Natural language region descriptions
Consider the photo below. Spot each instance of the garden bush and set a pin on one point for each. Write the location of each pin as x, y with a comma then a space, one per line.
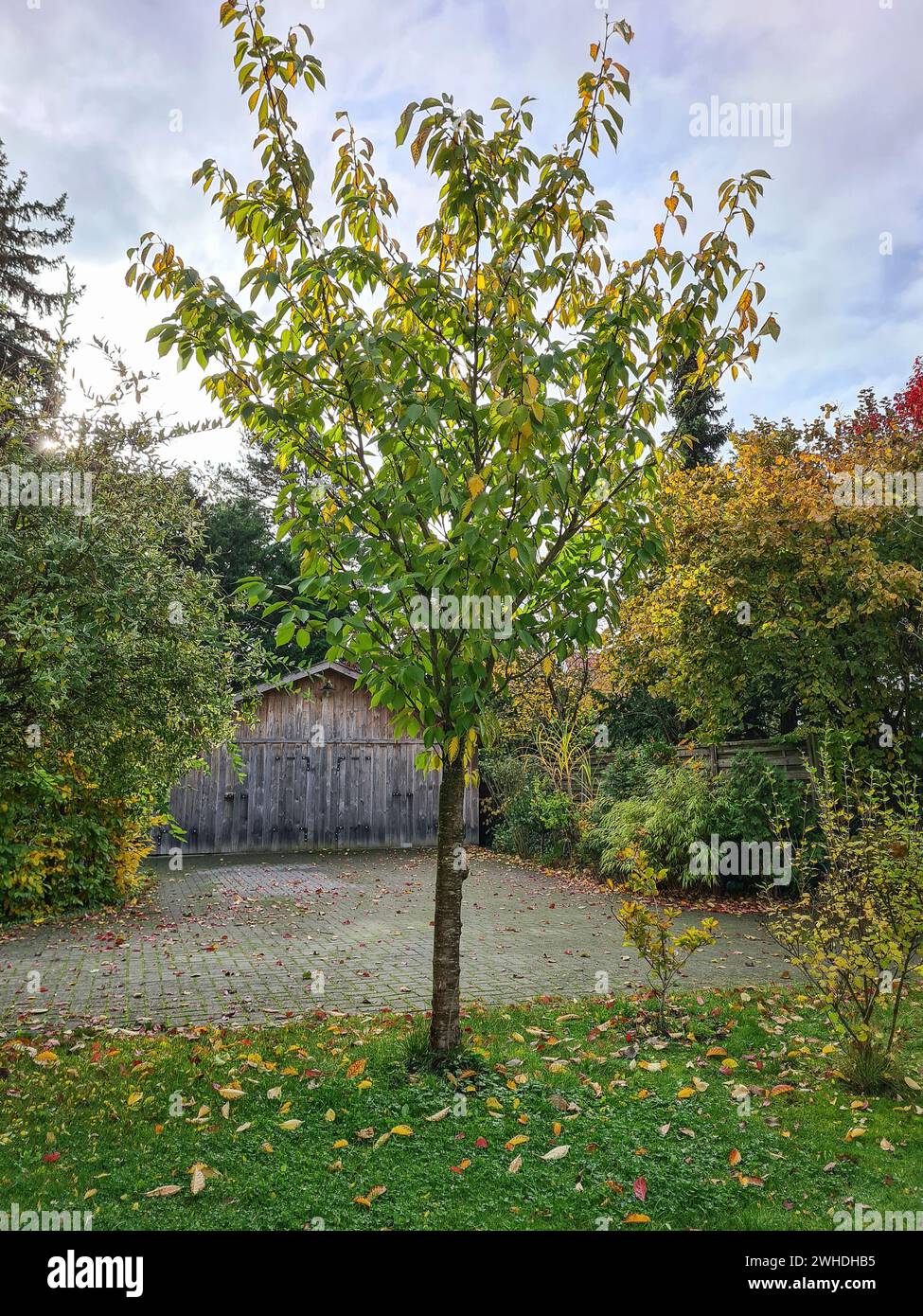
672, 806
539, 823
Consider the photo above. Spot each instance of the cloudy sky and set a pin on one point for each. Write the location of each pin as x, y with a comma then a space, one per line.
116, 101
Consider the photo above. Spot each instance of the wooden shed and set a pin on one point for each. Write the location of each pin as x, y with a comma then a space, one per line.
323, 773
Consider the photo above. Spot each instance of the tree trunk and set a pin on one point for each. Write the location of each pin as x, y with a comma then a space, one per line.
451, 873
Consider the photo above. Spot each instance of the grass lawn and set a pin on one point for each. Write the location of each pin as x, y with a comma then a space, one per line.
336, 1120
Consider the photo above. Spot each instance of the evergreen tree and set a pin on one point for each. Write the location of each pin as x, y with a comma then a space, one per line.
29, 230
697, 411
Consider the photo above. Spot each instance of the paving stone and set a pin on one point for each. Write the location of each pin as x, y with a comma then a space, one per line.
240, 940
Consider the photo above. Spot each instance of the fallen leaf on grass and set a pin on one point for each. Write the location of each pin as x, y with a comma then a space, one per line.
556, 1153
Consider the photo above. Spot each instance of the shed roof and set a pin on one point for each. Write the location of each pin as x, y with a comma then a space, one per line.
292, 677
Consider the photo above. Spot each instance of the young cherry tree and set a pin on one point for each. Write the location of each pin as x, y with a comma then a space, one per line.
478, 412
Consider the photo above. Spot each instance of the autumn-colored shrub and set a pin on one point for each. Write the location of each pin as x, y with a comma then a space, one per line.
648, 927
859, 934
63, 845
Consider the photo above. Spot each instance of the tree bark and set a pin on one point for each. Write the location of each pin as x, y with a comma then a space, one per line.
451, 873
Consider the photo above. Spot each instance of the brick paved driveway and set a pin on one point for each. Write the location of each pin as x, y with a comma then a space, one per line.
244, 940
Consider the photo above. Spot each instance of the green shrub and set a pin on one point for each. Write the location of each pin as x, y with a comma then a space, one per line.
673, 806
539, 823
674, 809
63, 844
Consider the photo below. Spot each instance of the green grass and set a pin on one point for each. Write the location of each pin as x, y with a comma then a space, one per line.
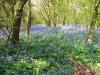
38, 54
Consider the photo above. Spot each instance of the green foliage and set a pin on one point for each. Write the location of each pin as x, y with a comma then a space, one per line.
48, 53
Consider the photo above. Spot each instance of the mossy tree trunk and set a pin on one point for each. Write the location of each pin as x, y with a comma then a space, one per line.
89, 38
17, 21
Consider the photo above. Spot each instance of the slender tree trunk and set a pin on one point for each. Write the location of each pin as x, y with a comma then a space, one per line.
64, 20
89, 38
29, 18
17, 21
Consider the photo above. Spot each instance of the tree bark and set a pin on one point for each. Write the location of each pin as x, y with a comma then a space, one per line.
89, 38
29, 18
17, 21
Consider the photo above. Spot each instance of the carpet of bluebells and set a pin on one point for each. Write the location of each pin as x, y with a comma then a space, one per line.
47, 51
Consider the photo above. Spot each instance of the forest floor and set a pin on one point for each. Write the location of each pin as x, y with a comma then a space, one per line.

Work to be completed:
The entries are to be reproduced exactly, excluding any pictures they contain.

Finished exercise:
Consider the photo below. Spot each instance of the garden bush and set a pin on one point for each. Write the location of each pin as x, y with a comma then a space, one per line.
672, 806
539, 823
Consider the photo above. Spot each instance of the cloudy sky and set a pin on one point for each. Write the location of each pin as x, y with a comma then a space, one per line.
116, 101
Consider the photo above. Spot each instance of the wooden shed and set a pin on one point for each. Write the location of each pin as x, y with a comma then a space, one per line.
323, 773
Consider the photo above. Spot each instance of the tree trunk and set a pin on one point for each. Write the location of each pin as x, y with a comma then a space, one per line.
451, 873
Consider the photo above. Spot each instance of the grass lawn and set a pin on one point for each. Write the location of each pin as x, y with a comma then a space, one per line.
336, 1120
Consider the photo above. Spot each instance of the evergreen tree and set a pin on one point for each. Write the location of each pin as x, y with a comma then a space, one per line.
29, 230
697, 411
Consider the photo above. Spot each instance of the paving stone and set a pin on one point for each. Write the location of each pin as x, y with a comma then a space, one per line.
240, 940
Consider the photo above. Spot each instance of the fallen leaf on grass and set a pin on one point for each. Write the location of each pin as x, y with a comma then a space, one per line.
556, 1153
Consider the photo above. Spot each instance of the shed roof and set a pin on one point for each. Write the location of each pin as x, y with a comma then a space, one per line.
292, 677
Consider the photo above. Spot each instance of the young cherry tree and set a pin on one point for each. Write the location of each pin as x, y with a comma then a space, one per line.
478, 412
Consider the photo above. Spot each instance of the autumn-colored shrub and set a pin on one point for each. Write the location of each pin as x, y with a comma then a space, one per line.
648, 927
859, 934
63, 845
Consider the photo above. Spot each instance of the tree bark and set a pin on one point for each. Write the location of each pin as x, y with a comma then a space, one per line.
451, 873
Consider the photo above. Spot each instance of the brick paved driveway and set a pin on one point for each. Write the location of each pin as x, y with a comma then a space, one per line.
244, 940
Consider the photo above. Spot each instance of the green shrub and set a pin on one point for each. Write the location of each pin as x, y with a comma then a space, one per line.
673, 806
539, 823
674, 809
63, 844
Consider the photo below. Spot each instance of the green grass and set a pin on one point for each. Write the location of each pin as x, y with a comma then a space, one per line.
38, 54
Consider the photo above. Spot each instance of the green foliage and set a pin on one point for each. Write the location of each pin as x, y with a comma then a space, one per line.
48, 53
Consider the photo above. Spot each instance of the mossy tree trunk and set a pin on one point for each. Write the location of each pin as x, y with a comma then a space, one per line.
89, 38
17, 21
Consider the photo above. Spot each instance of the slender tree trunk and set a pin on one point for each. Write the location of each pin as x, y with a comma then a space, one per line.
64, 20
89, 38
29, 18
17, 21
Consider the photo above. Spot each instance of the tree bark and set a pin on one point for each. Write the location of each pin as x, y with a comma then a space, one per line.
89, 38
29, 18
17, 21
Consider the photo above. Spot each instance of the carpet of bluebells and set a pin on one point for each. Write the location of each pin as x, y with a comma then a space, one per line.
47, 51
Consider the photo above. Spot each instance of the forest floor and set a pin on one point for each. Write the location of each pin as x, y with a comma then a space, one per line.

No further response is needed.